+++ The input

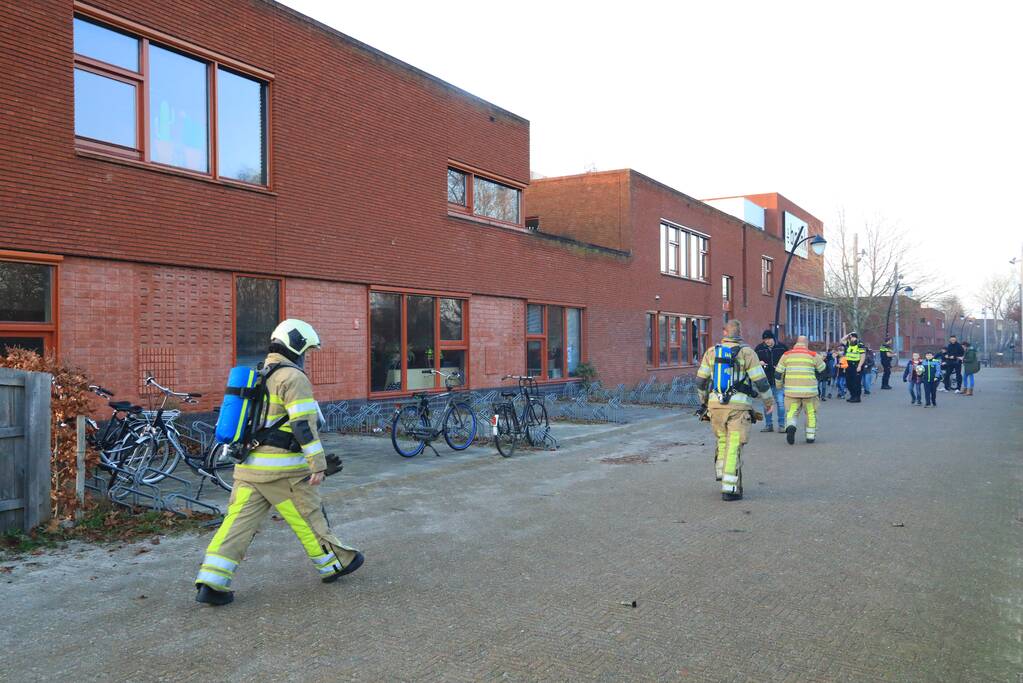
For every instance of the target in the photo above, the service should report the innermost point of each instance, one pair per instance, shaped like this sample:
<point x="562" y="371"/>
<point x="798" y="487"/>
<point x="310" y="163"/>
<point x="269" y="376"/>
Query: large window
<point x="675" y="339"/>
<point x="409" y="333"/>
<point x="28" y="293"/>
<point x="483" y="196"/>
<point x="116" y="73"/>
<point x="553" y="340"/>
<point x="683" y="253"/>
<point x="258" y="309"/>
<point x="766" y="275"/>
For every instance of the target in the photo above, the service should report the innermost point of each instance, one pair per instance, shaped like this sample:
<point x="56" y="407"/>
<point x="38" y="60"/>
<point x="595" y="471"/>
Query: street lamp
<point x="817" y="243"/>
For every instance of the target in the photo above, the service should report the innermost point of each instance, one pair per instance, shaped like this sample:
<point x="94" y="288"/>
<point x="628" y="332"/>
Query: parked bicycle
<point x="510" y="423"/>
<point x="412" y="428"/>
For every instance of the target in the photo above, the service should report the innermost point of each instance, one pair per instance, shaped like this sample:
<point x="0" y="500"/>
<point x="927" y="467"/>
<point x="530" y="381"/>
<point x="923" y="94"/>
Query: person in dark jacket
<point x="953" y="362"/>
<point x="769" y="352"/>
<point x="971" y="366"/>
<point x="886" y="362"/>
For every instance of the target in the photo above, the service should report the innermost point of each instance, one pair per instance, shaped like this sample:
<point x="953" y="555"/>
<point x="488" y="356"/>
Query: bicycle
<point x="532" y="420"/>
<point x="412" y="429"/>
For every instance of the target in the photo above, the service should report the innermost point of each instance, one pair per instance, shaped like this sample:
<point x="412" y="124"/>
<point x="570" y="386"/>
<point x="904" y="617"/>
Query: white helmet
<point x="296" y="335"/>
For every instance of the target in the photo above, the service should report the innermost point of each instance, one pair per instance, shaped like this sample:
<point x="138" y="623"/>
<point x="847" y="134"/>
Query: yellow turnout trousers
<point x="731" y="428"/>
<point x="298" y="503"/>
<point x="793" y="406"/>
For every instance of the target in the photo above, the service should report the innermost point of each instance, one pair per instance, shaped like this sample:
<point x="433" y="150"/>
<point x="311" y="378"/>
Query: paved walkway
<point x="889" y="550"/>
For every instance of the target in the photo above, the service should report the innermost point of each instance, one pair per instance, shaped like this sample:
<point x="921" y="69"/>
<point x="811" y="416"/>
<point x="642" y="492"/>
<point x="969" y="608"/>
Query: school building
<point x="178" y="176"/>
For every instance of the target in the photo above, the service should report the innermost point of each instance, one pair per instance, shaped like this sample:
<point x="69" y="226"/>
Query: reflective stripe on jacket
<point x="291" y="395"/>
<point x="798" y="371"/>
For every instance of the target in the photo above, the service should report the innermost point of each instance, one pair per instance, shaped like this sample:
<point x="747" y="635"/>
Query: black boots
<point x="213" y="597"/>
<point x="354" y="564"/>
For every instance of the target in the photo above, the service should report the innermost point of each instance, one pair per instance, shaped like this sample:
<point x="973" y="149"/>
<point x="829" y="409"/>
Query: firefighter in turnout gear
<point x="728" y="379"/>
<point x="800" y="368"/>
<point x="281" y="472"/>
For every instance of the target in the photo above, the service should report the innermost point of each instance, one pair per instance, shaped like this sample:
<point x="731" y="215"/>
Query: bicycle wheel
<point x="504" y="435"/>
<point x="221" y="469"/>
<point x="537" y="424"/>
<point x="404" y="426"/>
<point x="459" y="426"/>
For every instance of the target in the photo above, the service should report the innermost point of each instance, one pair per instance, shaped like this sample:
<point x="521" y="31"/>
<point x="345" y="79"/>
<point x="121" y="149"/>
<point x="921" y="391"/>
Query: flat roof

++++++

» **Your task**:
Transcribe each line above verbatim, with the pictures left out.

» **Solution below**:
For every instance of the target in the photo above, the service should report the innermost point of each instance, one pair per instance, shaped like this sample:
<point x="562" y="371"/>
<point x="798" y="487"/>
<point x="310" y="163"/>
<point x="269" y="376"/>
Query: large window
<point x="675" y="339"/>
<point x="409" y="333"/>
<point x="28" y="293"/>
<point x="483" y="196"/>
<point x="116" y="73"/>
<point x="553" y="340"/>
<point x="683" y="253"/>
<point x="258" y="309"/>
<point x="766" y="275"/>
For every instance of the target in the photo above, the service should report the innermost point of each instance, one pair per instance, shaped like this sample:
<point x="56" y="407"/>
<point x="38" y="60"/>
<point x="595" y="471"/>
Query: street lamp
<point x="817" y="243"/>
For every instance of the target in the photo above, the service should report the innermost point of each instance, one pair per instance, shaped like this sample:
<point x="94" y="288"/>
<point x="628" y="332"/>
Query: parked bicycle
<point x="510" y="423"/>
<point x="412" y="428"/>
For every instance of the target in the photo above, the service should report the innermost point of each instance, one pair per instance, shaped like this sample:
<point x="0" y="500"/>
<point x="927" y="467"/>
<point x="530" y="381"/>
<point x="923" y="94"/>
Query: person in dark jacket
<point x="953" y="362"/>
<point x="769" y="352"/>
<point x="971" y="366"/>
<point x="886" y="362"/>
For every instance of the target in the photo above, the service should report the innermost point of each instance, one pair per instance, shaped like this sample:
<point x="953" y="555"/>
<point x="488" y="356"/>
Query: bicycle
<point x="532" y="420"/>
<point x="412" y="429"/>
For every instance of the target in the photo above, the service should report the innermost point of each instance, one pair per instance, shaped like this sample:
<point x="412" y="124"/>
<point x="570" y="386"/>
<point x="904" y="617"/>
Query: white helmet
<point x="296" y="335"/>
For every instance of the target in the photo above, the service should report the innermost point of each instance, one pair per instance, shaped like this sample:
<point x="138" y="623"/>
<point x="847" y="134"/>
Query: yellow turnout trousers
<point x="731" y="428"/>
<point x="298" y="503"/>
<point x="793" y="406"/>
For every instance of the target in the photo above, the service should report the innermost point of each instance, one pair per instance, shaped like this sample:
<point x="433" y="150"/>
<point x="311" y="378"/>
Query: paved walkway
<point x="889" y="550"/>
For every instance of the target in the photo above, the service should report the innermost point of each instance, one pair per instance, shaped like this sample:
<point x="921" y="69"/>
<point x="811" y="416"/>
<point x="642" y="492"/>
<point x="969" y="608"/>
Query: school building
<point x="178" y="176"/>
For every instance of the target in the photo above, the service should report the innermost point of each instance, one pair per instance, shaped like this sample:
<point x="69" y="226"/>
Query: reflective stripe on jacket
<point x="291" y="395"/>
<point x="798" y="371"/>
For every instance of the target in the photo above, the service should report the innermost point of each instance, one pair per instance, shaped like this sample:
<point x="747" y="635"/>
Query: black boots
<point x="213" y="597"/>
<point x="354" y="564"/>
For every instance of the target in the photo above, the service should report the innermost point of each instance, one pair per instance, shaped like this sample:
<point x="973" y="149"/>
<point x="829" y="409"/>
Query: firefighter in turnout gear
<point x="728" y="379"/>
<point x="800" y="368"/>
<point x="281" y="472"/>
For every instance of the target in the photo above, the service should report the innermost point of each instance, one pair per instance, shaped like this sample:
<point x="731" y="215"/>
Query: bicycle wheel
<point x="504" y="435"/>
<point x="221" y="469"/>
<point x="537" y="424"/>
<point x="404" y="426"/>
<point x="459" y="426"/>
For every instance of the target in the photo above, the service should report the innermost point of each instance, one pair per instance, shaped like this sample:
<point x="521" y="31"/>
<point x="345" y="79"/>
<point x="121" y="149"/>
<point x="921" y="391"/>
Query: flat roof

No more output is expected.